Work instructions -
Write out again, exactly, the lines of the listing below from the first one through the one that contains "Target: olive green waders", and no other lines.

Given entries -
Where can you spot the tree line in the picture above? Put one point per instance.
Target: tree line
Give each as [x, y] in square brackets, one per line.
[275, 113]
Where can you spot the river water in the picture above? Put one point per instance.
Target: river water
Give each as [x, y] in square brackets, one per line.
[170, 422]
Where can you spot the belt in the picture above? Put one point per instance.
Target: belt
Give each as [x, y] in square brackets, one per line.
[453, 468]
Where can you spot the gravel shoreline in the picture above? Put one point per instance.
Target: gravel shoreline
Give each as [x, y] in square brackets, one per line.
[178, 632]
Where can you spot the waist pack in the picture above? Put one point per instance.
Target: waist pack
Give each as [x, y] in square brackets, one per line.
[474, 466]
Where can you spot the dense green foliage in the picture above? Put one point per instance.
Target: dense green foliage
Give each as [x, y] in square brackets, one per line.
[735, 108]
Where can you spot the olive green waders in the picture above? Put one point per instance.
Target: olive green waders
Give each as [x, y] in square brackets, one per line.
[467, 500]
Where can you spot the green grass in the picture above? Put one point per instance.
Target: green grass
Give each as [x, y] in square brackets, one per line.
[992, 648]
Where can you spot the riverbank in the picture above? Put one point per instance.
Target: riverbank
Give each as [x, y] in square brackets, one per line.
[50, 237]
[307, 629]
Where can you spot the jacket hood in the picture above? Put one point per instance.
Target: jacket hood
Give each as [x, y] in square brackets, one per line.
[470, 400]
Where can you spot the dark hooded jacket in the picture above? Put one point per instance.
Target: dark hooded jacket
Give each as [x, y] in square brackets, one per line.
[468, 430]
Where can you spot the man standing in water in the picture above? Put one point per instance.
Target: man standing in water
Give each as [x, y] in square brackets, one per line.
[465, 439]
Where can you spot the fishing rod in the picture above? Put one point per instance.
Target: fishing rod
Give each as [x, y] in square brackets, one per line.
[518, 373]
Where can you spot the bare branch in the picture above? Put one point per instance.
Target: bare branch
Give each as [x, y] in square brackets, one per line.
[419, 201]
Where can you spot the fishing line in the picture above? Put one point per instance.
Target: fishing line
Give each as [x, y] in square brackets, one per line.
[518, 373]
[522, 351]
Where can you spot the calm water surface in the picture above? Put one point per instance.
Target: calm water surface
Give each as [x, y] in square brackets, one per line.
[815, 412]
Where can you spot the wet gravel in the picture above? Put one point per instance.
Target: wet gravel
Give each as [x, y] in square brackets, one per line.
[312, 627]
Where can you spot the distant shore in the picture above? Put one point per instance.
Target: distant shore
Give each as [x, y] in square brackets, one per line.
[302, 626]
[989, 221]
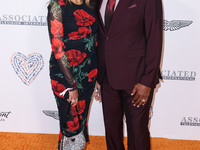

Response area -
Where can you spot the tree line in the picture above? Put one point per instance.
Target: tree line
Give each as [x, y] in square brackets, one per line.
[275, 113]
Where can you spot the river water in the picture above? Put one point per instance.
Target: river water
Give each as [x, y] in square brackets, one per line.
[170, 422]
Where can you spot the belt in the picture above? Put one point per instance.
Target: belt
Give each as [x, y] in square brackets, one per line.
[453, 468]
Where can you spot the gravel shoreline in the picture above? Put one point per instance.
Target: gravel shoreline
Give each as [x, y] in square brackets, one per line.
[178, 632]
Where can you spot the waist pack in the picture above? Put one point per instance.
Target: waist pack
Give each as [x, y] in square brackets, one per line.
[474, 466]
Where can you spot the dense green foliage in the picture above? Put one point per instance.
Target: dense green foliage
Give each as [x, y] in square brackets, one per line.
[735, 108]
Where can you spot the olive green waders in the picture above? Put one point per instance.
Target: olive green waders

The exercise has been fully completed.